From the 50’s to the 70’s abstract art cleaned up. [Which brand of vacuum cleaner did they use? Ha Ha. Ed.] The second world war was over, America had won, rock and roll was on the wireless television and old brown painting was out – new bright splodges was in. Abstract Artism was symbolic of the new world order: crude, antisocial, wasteful, elitist and heavily militarised. Whether there is any truth in the rumour that some American Abstractist artists were funded by the C.I.A. for their propaganda value in the ideology war against Russia… is something I have sworn never to reveal. Enigmatic, provocative and pretentiously titled works such as: ‘Full Fathom Five, Number 32’, ‘Hating And Dreaming’, ‘Endless Poem’, ‘My God How Do I Get Away With This Nonsense, Number 57’ and ’Do I Look Bothered’, were described by contemporary critics as ‘terribly modern acts of painting’ that ‘placed maximum pressure against conscious design’, ‘broke the barriers of seeing to revolutionise art’ and ‘dragged the art world kicking and screaming into a brave new, modern era’.

Or rather that’s what Abstractist artists, dealers and their critic sympathisers would have us believe. Actually, all that had been done at the end of the previous century by cubism and fauvism, or half a century before that if you count J.M. ‘Slasher’ Turner. Abstractionism was just more of the same, but BIGGER and BADDER.  And by the by, the art world has never needed dragging; it is ever on the lookout for band wagons to jump on and it leapt onto Abstractionstism’s with the all alacrity of an avaricious arms dealer spotting a cut-price B2 stealth bomber.

But I digress.

All this isn’t to say that some Abstractionist art isn’t nice. It is, some of it is very pretty, in the same way that a crumbling brick wall can be very pretty or an old door with peeling paint or a patch of mossy tree bark.  All lovely compositions of colour and texture… and completely random. If you like Abstractionist art here’s a money saving tip: Do It Yourself. These days with modern camera and print technology anyone can snap an oily puddle and have it up on their wall as a 8×8 foot ‘canvas’ quicker than you can say ‘Neo-Conceptualist Dadao-Abstract Construct’. It’ll look fab behind your Phillip Starck sofa and it’ll cost a fraction of a real piece of Abstractist art.

Not good enough? Want genuine paint on genuine canvas? No problem. Below is a genuine MASTERPIECE by the VERY Famous Abstractionalistic artist Mark Rothko. ANYBODY can paint that. ANYBODY.  And remember, Abstractist art is meant to be fun… Ha.

Above: Mark Rothko’s ‘Two Coats of Dulux Barely Black – Number 17’ 1964.

• [EXTRACTED DATA]
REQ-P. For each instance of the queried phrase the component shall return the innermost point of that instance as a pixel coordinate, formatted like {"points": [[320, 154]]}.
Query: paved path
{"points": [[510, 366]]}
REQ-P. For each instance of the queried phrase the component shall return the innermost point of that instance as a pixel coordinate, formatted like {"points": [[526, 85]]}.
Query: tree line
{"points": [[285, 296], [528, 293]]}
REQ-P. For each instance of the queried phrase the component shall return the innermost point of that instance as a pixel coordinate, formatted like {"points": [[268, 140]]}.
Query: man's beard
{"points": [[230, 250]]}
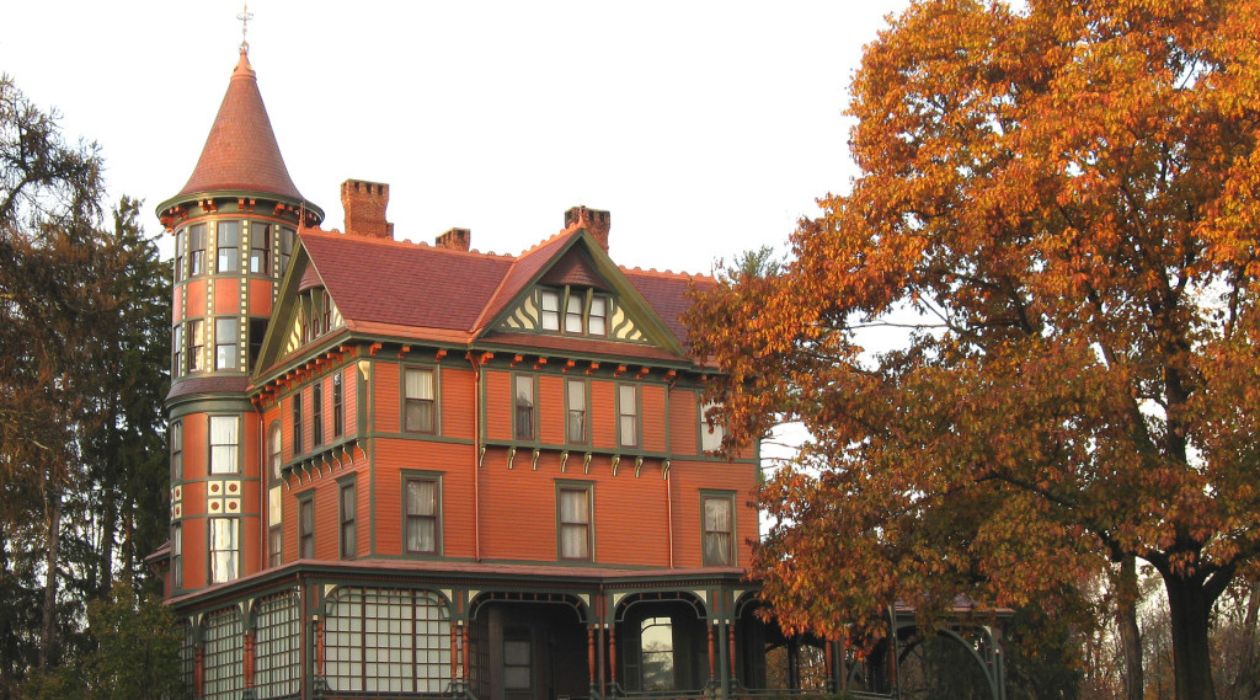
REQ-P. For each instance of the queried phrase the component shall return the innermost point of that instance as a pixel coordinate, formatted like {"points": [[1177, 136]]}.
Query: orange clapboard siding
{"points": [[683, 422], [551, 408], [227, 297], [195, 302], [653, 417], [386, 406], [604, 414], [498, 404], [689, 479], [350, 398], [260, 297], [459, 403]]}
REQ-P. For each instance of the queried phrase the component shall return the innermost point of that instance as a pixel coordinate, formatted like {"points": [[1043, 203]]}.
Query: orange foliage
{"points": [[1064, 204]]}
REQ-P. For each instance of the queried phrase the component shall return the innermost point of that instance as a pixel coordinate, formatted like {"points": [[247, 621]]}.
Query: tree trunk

• [LIST OF TASKS]
- a) According to the excerpt on abstract art, which two movements had already done all that by the end of the previous century?
- b) Reproduce every one of the records word for word, leaving the picture out.
The excerpt on abstract art and the records are unrelated material.

• [ANSWERS FOR THE TASKS]
- a) Cubism and fauvism.

- b)
REQ-P. For each instance of the queried phrase the component shall return the innermost point of that instance as a pixel coordinate, formatted like {"points": [[320, 154]]}.
Query: paved path
{"points": [[510, 366]]}
REQ-P. For each instance of the queried phrase the component shall return the innermost point of that instance as a pixel coordinate, formatted like {"points": [[526, 85]]}.
Query: tree line
{"points": [[285, 296], [528, 293]]}
REQ-P. For each instance of the queried phrase the component shall return the innermost point of that instance as a pixel coordinate, formatted like {"points": [[268, 140]]}.
Query: man's beard
{"points": [[230, 250]]}
REQ-P. For each instance of the queried phrase the component shall return the innermost point of that instance as a pixel coordinate, formatted like {"points": [[1177, 136]]}.
Query: orange clapboard siding
{"points": [[683, 422], [551, 408], [227, 297], [195, 302], [653, 417], [386, 406], [604, 414], [498, 404], [689, 479], [350, 398], [260, 297], [459, 403]]}
REQ-P. For each instance of the queried phrase the component shall return the innermost point of that instance as a pixel coordinate, formatted like {"points": [[1043, 203]]}.
Query: orange foliage
{"points": [[1064, 204]]}
REQ-P. For each instance of the queried phrase the component shall return the innermost point of that instance as a pixel coordinate, formatted like {"points": [[247, 621]]}.
Query: tree trunk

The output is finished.